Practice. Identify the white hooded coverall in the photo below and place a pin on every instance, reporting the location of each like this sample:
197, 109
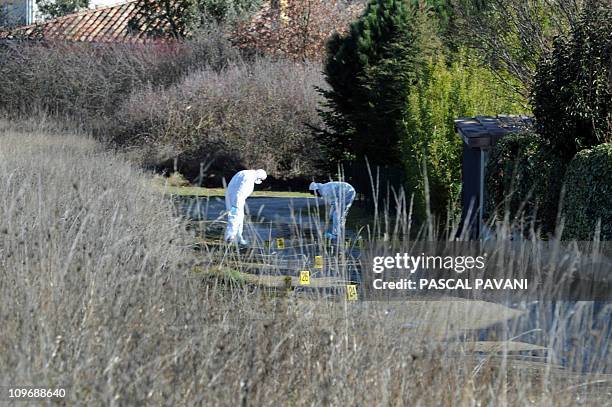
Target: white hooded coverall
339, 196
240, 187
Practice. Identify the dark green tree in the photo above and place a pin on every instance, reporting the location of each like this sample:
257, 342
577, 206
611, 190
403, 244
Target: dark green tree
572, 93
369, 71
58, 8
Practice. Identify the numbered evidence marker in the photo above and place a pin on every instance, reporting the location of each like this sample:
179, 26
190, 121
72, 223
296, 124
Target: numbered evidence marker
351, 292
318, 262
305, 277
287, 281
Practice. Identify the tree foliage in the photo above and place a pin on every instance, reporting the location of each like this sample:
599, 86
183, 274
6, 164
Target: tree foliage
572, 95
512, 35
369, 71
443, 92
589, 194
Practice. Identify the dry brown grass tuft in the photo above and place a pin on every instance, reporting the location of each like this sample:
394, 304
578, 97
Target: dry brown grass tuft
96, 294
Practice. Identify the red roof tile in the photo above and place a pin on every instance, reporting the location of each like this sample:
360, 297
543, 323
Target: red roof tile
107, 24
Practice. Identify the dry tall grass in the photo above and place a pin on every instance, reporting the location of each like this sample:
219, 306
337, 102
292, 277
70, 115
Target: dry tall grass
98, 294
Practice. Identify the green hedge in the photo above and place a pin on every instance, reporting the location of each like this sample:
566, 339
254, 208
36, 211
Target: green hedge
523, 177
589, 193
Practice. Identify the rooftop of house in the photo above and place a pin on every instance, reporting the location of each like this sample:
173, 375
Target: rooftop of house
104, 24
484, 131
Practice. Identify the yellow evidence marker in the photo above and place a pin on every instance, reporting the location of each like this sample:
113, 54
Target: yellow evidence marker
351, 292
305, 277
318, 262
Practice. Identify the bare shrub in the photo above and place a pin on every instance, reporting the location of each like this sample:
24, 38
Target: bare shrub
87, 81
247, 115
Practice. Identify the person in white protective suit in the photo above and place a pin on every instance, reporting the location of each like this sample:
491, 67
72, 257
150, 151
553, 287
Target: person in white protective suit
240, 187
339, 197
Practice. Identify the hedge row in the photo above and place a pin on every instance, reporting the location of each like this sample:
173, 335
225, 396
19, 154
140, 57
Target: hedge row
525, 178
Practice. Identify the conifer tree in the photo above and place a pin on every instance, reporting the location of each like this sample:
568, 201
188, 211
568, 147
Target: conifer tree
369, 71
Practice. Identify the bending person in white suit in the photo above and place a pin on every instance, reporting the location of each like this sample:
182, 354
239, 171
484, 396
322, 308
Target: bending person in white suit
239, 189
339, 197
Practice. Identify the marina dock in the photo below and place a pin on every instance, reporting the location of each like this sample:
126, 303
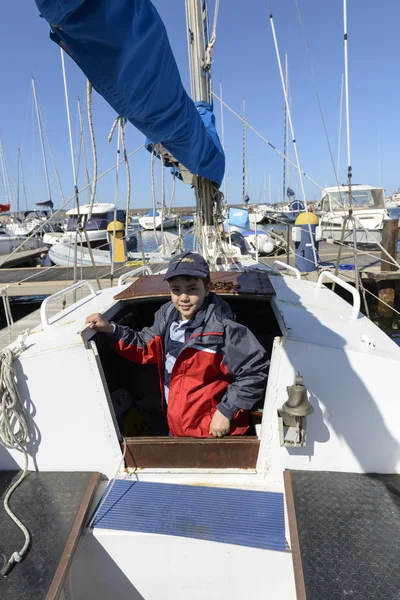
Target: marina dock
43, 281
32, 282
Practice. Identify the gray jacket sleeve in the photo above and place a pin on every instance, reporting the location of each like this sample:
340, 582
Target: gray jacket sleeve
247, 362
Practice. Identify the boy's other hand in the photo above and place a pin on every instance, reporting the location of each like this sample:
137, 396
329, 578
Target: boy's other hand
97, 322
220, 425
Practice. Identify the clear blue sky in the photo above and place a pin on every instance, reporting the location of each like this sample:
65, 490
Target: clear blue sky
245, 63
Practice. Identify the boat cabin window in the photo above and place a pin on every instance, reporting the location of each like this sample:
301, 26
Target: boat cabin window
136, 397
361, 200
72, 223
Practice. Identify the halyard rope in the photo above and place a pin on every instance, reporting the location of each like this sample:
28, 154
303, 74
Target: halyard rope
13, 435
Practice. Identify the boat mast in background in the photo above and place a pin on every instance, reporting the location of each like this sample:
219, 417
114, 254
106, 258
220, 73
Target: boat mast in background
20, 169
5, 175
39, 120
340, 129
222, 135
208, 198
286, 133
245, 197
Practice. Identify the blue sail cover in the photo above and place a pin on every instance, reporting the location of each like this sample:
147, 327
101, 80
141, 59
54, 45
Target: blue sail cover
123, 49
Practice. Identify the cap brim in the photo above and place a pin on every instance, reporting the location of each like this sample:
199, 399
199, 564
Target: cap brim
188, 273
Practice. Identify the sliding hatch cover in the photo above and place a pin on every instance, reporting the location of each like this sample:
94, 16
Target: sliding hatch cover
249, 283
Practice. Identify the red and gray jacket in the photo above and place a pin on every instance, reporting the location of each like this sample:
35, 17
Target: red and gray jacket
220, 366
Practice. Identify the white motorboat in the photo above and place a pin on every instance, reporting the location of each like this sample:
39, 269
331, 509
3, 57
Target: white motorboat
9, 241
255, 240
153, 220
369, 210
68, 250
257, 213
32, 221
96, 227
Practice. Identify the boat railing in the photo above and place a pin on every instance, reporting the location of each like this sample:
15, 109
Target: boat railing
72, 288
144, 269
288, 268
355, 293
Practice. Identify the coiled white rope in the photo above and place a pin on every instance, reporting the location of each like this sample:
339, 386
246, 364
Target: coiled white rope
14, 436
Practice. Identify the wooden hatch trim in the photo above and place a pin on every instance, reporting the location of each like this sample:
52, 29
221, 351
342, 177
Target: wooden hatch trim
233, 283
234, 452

----------------------------------------

__INSTRUCTIONS FOR THE TASK__.
Edit the stretch from the line containing "Practice. Identify the coiled" through the end of the records so that "coiled white rope" becomes "coiled mooring line", and give back only that stretch with everything else unchanged.

__TASK RESULT__.
Practice. Identify the coiled mooring line in the photo above and place a pin on every instance, reporting the location of each like this sample:
339, 386
246, 364
Target: coiled mooring line
14, 436
Practice. Identify the wooden hatch trim in the photo above and place a pin on every instance, reporting the location of each like this sample:
52, 29
221, 351
342, 177
Target: wooden hatch trim
233, 283
234, 452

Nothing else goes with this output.